TASK DETAILS —
Reproduce everything from the line containing "[locate] the thin" down to the line containing "<point>309,229</point>", both included, with every coordinate in the answer points multiplied by 2 and rounded to a whole number, halves rounding up. Copy all other text unchanged, including the sample points after "each element like", and output only those lines.

DATA FOR THIS TASK —
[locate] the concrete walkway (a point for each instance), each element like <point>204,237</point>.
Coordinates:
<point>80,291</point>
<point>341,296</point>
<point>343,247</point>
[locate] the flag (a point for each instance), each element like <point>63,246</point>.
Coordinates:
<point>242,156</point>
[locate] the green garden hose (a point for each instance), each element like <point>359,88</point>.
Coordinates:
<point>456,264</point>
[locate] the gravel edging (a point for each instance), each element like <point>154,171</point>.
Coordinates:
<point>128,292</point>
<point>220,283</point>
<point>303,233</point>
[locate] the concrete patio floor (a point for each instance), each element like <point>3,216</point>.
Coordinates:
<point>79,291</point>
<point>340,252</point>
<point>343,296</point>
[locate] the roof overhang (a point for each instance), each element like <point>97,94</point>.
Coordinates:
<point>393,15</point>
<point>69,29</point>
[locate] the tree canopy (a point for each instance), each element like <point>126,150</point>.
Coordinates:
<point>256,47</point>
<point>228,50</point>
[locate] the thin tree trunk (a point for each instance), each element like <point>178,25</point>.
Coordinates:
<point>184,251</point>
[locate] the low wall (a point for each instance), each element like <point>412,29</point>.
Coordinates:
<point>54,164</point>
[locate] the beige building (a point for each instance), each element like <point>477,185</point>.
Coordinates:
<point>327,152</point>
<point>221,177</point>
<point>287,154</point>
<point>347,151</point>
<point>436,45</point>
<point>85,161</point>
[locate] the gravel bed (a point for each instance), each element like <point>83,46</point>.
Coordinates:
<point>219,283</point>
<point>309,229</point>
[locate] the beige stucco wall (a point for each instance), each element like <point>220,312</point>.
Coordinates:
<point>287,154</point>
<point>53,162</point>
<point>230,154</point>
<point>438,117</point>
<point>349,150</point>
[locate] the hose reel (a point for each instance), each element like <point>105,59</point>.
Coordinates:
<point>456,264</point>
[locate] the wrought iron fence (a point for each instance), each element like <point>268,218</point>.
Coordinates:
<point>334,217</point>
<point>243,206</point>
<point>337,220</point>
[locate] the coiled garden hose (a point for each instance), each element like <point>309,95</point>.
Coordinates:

THE REPLY —
[locate] the thin tree trunk (a point for each instance), each element like <point>178,25</point>.
Coordinates:
<point>368,502</point>
[locate] the low wall (a point for each instance), each element like <point>412,29</point>.
Coordinates:
<point>108,328</point>
[locate] the beige building (a point for each instance), each element like <point>477,185</point>.
Coordinates:
<point>654,304</point>
<point>442,354</point>
<point>574,308</point>
<point>694,302</point>
<point>872,90</point>
<point>170,322</point>
[locate] the gravel bed (a point for each instance), each element like <point>83,46</point>.
Coordinates:
<point>438,566</point>
<point>618,458</point>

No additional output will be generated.